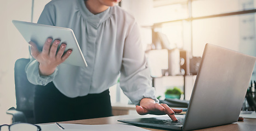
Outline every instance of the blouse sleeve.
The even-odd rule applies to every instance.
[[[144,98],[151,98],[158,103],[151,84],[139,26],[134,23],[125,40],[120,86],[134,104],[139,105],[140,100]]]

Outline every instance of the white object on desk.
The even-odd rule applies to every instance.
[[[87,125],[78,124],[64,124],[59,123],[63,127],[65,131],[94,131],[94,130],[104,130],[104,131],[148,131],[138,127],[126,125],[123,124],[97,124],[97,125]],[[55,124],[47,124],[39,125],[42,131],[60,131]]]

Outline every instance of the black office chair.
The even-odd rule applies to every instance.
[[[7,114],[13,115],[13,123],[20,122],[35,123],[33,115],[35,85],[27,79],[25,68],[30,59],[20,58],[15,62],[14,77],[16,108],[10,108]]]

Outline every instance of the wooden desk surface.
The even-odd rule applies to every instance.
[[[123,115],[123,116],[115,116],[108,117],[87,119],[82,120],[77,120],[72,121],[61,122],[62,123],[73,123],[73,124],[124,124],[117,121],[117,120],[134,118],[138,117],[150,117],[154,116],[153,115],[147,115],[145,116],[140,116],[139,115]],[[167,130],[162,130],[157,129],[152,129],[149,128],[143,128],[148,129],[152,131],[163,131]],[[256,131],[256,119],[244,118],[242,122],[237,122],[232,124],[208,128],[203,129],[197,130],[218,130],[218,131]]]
---
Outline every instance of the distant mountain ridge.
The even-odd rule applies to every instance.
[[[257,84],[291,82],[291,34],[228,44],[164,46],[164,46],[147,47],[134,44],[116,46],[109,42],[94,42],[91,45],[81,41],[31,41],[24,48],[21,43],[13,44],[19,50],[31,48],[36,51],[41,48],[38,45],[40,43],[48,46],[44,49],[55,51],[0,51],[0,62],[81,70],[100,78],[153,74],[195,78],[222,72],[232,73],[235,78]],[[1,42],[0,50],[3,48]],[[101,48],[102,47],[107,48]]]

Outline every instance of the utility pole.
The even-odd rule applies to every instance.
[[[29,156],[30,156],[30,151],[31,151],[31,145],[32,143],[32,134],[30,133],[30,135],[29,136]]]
---
> [WHAT YOU SHOULD DO]: Gather every line above that contains the word "Outline" and copy each one in full.

> [RESPONSE TO THE TASK]:
Outline every instance of the blouse sleeve.
Outline every instance of the white object on desk.
Outline every instance of the black office chair.
Outline every instance of the wooden desk surface.
Outline every instance of the distant mountain ridge.
Outline every instance of the utility pole.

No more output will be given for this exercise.